** TEXT SHOWN **
Both commands will work
No Problem


----------



## dbguru16 (Apr 20, 2005)

It seems the only thing I can get copied is a .avi file that is not in a folder in J:
After that all I get is :

2012/06/26 22:56:28 ERROR 5 <0x00000005> Accessing Destination Directory Z:\$RECYCLE.BIN\
Access is denied.
Waiting 30 seconds...

That repeats... Not sure why, there's not a recycle bin on either drive, their just storage drives, lol.
Also, still get the ERROR about not having the Manage Auditing user right with the second way of copying everything that bbearren suggested.


----------



## bbearren (Jul 14, 2006)

Are you using an elevated command prompt? And there is a Recycle bin on every drive, even if you have designated no Recycle bin for the drive. Windows puts an empty Recycle bin there regardless.


----------



## dbguru16 (Apr 20, 2005)

I'm using the Command Prompt under Start>All Programs>Accessories. Is there a different one in Windows I should be using for this task?


----------



## Megabite (Apr 5, 2008)

No, just right click on the command Prompt Icon and "Run as Admin"


----------



## dbguru16 (Apr 20, 2005)

[Object point labels]

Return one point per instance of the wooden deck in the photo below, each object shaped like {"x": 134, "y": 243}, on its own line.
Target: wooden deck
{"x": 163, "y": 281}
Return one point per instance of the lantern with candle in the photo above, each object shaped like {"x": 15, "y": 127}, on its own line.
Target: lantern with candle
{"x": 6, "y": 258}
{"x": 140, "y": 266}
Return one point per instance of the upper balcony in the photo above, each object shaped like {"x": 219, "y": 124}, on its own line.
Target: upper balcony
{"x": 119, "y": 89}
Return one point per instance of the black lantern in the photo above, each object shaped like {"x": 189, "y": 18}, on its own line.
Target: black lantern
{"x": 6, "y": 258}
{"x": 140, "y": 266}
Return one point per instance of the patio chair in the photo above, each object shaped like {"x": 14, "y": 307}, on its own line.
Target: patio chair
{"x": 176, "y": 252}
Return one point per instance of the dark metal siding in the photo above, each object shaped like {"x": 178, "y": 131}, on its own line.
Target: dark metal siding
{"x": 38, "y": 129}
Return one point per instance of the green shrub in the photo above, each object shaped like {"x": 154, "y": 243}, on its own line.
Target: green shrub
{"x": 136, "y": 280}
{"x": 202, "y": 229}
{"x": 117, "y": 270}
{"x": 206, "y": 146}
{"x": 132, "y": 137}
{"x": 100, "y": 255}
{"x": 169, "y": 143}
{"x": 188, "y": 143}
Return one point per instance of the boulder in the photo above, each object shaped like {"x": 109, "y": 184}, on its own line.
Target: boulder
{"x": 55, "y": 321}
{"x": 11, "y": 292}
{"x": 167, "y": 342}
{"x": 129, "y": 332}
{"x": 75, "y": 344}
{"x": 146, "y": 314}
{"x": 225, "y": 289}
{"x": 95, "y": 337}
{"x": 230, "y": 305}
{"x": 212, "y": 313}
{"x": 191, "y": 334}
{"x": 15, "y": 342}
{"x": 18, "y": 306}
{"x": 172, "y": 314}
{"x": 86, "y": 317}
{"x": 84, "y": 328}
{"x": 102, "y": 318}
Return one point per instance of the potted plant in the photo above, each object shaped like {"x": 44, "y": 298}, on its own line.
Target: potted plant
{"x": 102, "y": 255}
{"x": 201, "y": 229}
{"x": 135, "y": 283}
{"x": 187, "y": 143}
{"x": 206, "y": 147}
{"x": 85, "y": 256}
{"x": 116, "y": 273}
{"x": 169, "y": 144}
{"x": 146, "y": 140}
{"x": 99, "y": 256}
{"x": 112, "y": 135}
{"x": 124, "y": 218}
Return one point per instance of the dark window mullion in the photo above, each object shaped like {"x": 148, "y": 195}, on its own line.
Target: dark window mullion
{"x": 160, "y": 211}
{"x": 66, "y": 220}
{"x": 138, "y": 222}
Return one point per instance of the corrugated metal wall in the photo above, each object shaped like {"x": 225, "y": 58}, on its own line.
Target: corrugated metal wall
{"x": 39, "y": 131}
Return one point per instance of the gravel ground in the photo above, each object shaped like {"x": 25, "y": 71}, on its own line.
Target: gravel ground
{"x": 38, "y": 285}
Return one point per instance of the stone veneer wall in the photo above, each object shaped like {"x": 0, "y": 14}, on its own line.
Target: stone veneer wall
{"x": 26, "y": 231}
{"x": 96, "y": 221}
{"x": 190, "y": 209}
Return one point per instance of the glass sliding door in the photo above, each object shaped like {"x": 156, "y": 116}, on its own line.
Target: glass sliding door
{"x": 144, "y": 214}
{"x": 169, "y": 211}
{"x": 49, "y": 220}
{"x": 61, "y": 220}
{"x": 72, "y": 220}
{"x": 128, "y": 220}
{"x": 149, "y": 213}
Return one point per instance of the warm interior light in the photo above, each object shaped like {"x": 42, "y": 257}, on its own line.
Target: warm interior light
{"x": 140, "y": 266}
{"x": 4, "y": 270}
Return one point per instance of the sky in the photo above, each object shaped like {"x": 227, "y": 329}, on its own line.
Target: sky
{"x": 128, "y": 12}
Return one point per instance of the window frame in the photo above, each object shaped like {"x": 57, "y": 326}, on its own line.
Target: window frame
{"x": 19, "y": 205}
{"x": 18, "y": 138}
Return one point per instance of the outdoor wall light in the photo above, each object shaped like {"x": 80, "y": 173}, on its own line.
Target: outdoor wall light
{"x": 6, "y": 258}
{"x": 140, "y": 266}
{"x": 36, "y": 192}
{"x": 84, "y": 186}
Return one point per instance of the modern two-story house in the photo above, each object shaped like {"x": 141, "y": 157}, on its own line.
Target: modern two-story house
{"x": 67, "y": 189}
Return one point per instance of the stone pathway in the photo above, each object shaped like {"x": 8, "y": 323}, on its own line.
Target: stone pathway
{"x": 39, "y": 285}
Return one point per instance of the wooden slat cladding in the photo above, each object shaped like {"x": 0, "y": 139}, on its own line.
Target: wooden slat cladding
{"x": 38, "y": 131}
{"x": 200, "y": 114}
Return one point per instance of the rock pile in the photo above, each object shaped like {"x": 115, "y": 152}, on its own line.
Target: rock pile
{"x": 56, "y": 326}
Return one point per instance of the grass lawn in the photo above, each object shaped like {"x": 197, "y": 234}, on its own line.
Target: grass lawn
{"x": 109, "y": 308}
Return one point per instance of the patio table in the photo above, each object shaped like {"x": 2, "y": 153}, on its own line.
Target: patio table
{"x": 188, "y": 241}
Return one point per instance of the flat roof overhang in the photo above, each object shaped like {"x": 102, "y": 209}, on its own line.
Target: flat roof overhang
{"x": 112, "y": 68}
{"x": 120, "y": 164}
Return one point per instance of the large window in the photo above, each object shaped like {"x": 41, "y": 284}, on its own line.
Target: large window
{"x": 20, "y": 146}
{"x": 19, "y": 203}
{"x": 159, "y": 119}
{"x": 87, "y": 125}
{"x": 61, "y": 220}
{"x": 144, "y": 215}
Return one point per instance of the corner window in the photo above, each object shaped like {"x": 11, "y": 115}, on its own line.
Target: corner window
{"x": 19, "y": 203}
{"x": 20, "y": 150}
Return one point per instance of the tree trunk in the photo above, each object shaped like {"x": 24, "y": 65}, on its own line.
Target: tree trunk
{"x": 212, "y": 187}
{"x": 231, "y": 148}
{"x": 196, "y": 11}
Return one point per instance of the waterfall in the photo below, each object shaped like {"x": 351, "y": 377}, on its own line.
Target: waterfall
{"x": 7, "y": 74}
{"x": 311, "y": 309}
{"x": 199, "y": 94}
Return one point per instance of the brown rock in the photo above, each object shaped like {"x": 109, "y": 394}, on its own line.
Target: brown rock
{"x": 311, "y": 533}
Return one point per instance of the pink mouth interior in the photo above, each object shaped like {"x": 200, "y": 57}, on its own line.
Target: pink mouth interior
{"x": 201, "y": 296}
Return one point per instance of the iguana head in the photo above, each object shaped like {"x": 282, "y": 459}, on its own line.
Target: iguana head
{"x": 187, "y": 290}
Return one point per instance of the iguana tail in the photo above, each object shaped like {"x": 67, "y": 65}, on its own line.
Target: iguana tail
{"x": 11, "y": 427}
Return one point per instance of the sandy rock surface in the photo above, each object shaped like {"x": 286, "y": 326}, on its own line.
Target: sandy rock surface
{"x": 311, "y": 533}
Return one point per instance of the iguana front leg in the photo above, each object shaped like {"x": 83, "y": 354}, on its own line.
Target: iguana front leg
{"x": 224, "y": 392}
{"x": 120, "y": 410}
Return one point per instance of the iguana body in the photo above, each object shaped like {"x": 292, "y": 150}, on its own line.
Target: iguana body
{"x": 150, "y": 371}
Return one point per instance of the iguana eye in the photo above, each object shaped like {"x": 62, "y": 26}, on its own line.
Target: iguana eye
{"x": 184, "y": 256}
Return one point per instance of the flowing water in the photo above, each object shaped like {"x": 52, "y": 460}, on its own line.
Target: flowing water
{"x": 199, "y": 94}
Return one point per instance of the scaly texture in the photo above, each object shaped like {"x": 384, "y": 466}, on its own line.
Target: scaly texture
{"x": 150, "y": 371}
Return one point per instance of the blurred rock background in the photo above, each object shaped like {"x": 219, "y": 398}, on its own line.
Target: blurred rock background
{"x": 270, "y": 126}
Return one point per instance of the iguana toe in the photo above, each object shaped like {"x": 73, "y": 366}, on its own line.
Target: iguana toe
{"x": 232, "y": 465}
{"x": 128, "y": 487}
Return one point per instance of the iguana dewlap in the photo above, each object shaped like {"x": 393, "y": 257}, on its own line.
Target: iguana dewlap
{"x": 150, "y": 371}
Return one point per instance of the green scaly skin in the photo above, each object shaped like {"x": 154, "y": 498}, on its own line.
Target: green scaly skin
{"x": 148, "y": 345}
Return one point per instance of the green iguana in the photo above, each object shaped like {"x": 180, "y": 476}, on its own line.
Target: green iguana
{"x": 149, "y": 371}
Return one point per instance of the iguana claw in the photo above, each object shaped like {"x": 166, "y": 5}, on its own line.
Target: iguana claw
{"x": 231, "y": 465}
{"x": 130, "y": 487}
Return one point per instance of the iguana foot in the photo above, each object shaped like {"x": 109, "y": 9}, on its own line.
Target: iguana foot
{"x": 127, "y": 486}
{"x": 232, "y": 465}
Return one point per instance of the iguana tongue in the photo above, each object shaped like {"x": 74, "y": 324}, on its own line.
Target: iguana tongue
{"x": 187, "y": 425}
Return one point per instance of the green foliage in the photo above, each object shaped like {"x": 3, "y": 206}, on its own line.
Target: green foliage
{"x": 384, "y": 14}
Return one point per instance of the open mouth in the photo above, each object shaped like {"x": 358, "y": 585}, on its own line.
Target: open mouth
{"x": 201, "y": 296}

** GOAL **
In the forum thread, according to bbearren, what does Windows put on every drive even when no Recycle bin has been set for it? The records are separate material and have nothing to do with the forum thread.

** ANSWER FOR THE TASK **
An empty Recycle bin.